鴨着く島

大隅の風土と歴史を紹介していきます

新春の京都三社と伊勢三宮(6)

2019-01-28 13:32:38 | 旅行

「新春の京都三社と伊勢三宮」が長くなったが、長くなりついでに伊勢神宮の存続の危機についても触れておきたい。

前回、伊勢神宮が祟神天皇の娘ヤマトヒメの時に創建されたと縷々書いてきたが、逆に存続の危機に見舞われた時代があった。

源平の争乱・南北朝の対立、そして戦国時代の混乱の中で、斎宮や遷宮制度が廃されることはあっても神宮そのものは守られてきたので、今日までつながる神宮の長い歴史があるのだが、実は存続の危機にさらされたのはその長い歴史から見ればつい最近の事に属する。

いわゆる「神道指令」である。

日本の降伏(9月2日)を受けて置かれた「連合国軍最高司令部」(GHQ)が神道指令を発したのは終戦の年(1945年)の12月15日だった。
----------
• _課題 A_
伊勢神宮についての文章で、斎宮や遷宮制度が廃されても神宮そのものは守られてきたとされる争乱や混乱をすべて挙げてください。
• _課題 B_
伊勢神宮についての文章から、「2019-01-28 13:32:38 | 旅行」で始まり「5年)の12月15日だった。」で終わる部分をそのまま抜き出してください。
• _課題 C_
伊勢神宮についての文章を、最後の文の後から続けて書いてください。
----------
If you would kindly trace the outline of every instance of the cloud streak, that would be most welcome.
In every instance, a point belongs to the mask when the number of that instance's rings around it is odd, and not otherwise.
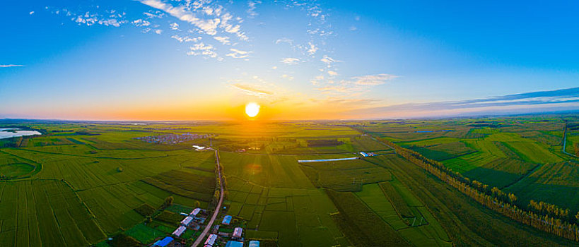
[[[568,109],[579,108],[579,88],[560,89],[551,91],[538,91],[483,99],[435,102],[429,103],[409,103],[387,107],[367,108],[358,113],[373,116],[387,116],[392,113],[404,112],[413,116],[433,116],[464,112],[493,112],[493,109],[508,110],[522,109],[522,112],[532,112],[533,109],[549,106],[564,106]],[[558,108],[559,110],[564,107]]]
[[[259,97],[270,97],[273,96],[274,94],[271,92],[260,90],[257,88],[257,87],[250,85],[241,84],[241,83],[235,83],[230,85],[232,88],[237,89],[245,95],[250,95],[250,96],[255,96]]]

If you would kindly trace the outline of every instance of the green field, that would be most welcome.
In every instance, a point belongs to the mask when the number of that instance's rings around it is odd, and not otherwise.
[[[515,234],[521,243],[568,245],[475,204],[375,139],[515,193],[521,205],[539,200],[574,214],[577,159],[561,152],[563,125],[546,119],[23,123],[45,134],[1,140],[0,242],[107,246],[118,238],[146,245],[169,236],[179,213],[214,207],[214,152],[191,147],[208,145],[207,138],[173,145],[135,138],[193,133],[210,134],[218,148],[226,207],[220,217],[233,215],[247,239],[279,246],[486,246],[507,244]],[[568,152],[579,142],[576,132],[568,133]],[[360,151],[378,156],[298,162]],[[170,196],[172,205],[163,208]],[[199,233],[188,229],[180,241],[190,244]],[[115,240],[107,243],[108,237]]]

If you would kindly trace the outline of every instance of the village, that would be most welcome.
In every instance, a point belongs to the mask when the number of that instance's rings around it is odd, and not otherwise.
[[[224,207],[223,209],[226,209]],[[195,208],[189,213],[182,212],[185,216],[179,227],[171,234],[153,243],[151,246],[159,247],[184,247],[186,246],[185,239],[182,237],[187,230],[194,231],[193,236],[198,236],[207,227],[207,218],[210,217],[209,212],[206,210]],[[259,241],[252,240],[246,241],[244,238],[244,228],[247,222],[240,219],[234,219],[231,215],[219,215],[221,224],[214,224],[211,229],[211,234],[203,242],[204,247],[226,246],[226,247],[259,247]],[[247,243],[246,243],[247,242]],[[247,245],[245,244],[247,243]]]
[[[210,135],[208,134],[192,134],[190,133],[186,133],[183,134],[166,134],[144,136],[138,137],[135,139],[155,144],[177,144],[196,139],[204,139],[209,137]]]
----------
• _演習結果 A_
源平の争乱、南北朝の対立、戦国時代の混乱

• _演習結果 B_
2019-01-28 13:32:38 | 旅行

「新春の京都三社と伊勢三宮」が長くなったが、長くなりついでに伊勢神宮の存続の危機についても触れておきたい。

前回、伊勢神宮が祟神天皇の娘ヤマトヒメの時に創建されたと縷々書いてきたが、逆に存続の危機に見舞われた時代があった。

源平の争乱・南北朝の対立、そして戦国時代の混乱の中で、斎宮や遷宮制度が廃されることはあっても神宮そのものは守られてきたので、今日までつながる神宮の長い歴史があるのだが、実は存続の危機にさらされたのはその長い歴史から見ればつい最近の事に属する。

いわゆる「神道指令」である。

日本の降伏(9月2日)を受けて置かれた「連合国軍最高司令部」(GHQ)が神道指令を発したのは終戦の年(1945年)の12月15日だった。

• _演習結果 C_
神道指令は「神道分離令」というのが正確だが、政治と神道とを 分離せよというものだ。国家神道と軍国主義によって「現人神」視された天皇の、その祖先神たる天照大神信仰の原点が伊勢神宮であると知ったGHQは、伊勢神宮そのものを廃止したかったのである。

これに慌てたのが日本の神道界で、何とか阻止しようと考えを巡らせたのが、「伊勢神宮は宗教施設ではなく、自然そのものに神が宿るという日本人の考え方の象徴なのであり、いわば自然公園のようなものだから、廃止されたら国民からの大反発を招く」という、自然崇拝施設論だった。伊勢神宮(内宮)の参道や境内地の周辺には大人で三抱えもあるような杉の巨木が相当数林立しており、また周辺には池や照葉樹林の森もあり、宗教施設というより自然公園的な雰囲気がする。西洋の教会が樹木の生えていない市街地の真ん中の石畳の広場に屹立する石造りの大きな建物であるのとは全く対照的だ。伊勢神宮に限らず、多くの日本の神社仏閣では境内地が林か森のようになっているが、これが日本の「宗教施設」の他に例を見ない特徴だ。

 

GHQとしては1899年に制定されたハーグ条約によって、占領軍はたとえ被占領地であってもそこの文化・宗教等で伝統あるものには手を下さないことは心得ていた。

したがって、伊勢神宮を宗教施設だからという理由で廃絶しようという考えはなかったが、国民の天皇崇拝が軍国主義を助長したことは間違いないので、日本の軍国主義・全体主義の精神的支柱であったという理由からその大元締めの伊勢神宮の廃絶を目論んだのである。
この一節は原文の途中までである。